%%
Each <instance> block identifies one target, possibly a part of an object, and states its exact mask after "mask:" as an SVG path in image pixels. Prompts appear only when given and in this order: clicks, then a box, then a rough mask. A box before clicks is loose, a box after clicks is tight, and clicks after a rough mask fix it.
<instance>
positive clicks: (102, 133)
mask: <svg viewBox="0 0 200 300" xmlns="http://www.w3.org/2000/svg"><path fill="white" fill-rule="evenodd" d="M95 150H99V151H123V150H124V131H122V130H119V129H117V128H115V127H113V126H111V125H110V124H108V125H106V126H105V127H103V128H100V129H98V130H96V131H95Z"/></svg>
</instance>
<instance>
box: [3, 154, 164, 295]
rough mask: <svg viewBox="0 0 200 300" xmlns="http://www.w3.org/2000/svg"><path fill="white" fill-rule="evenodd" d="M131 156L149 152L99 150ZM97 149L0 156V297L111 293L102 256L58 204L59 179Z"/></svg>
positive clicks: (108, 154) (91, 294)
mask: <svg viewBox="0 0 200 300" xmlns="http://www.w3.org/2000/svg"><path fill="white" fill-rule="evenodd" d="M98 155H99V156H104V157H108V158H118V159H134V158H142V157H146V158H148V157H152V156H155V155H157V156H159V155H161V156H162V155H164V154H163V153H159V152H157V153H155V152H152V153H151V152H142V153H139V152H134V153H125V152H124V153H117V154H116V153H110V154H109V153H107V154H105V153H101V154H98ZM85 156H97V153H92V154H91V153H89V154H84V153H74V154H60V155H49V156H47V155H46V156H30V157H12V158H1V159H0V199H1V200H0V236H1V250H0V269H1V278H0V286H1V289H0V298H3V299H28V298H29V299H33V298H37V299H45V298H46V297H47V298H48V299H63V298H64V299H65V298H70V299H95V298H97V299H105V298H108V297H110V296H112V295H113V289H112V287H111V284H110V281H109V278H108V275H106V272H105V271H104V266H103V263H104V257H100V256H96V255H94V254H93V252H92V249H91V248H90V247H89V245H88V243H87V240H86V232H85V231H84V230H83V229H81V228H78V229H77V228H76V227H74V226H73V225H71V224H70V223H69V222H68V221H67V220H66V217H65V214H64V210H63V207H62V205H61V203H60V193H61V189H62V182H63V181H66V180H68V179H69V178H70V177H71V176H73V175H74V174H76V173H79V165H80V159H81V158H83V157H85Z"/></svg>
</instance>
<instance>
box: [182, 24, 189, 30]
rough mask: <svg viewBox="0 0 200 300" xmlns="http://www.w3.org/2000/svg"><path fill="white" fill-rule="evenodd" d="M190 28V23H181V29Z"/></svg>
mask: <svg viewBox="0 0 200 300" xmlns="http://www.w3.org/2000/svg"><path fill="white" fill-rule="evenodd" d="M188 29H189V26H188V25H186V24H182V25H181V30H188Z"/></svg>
%%
Directions for this task =>
Working from the data above, extract solely the lines from the one containing "box: [3, 154, 164, 295]" through the one containing "156L149 152L99 150ZM97", exactly as they appear, both included.

Output for this exercise =>
box: [3, 154, 164, 295]
rough mask: <svg viewBox="0 0 200 300" xmlns="http://www.w3.org/2000/svg"><path fill="white" fill-rule="evenodd" d="M131 156L149 152L99 150ZM97 149L0 156V297L111 293L102 256L58 204L59 179Z"/></svg>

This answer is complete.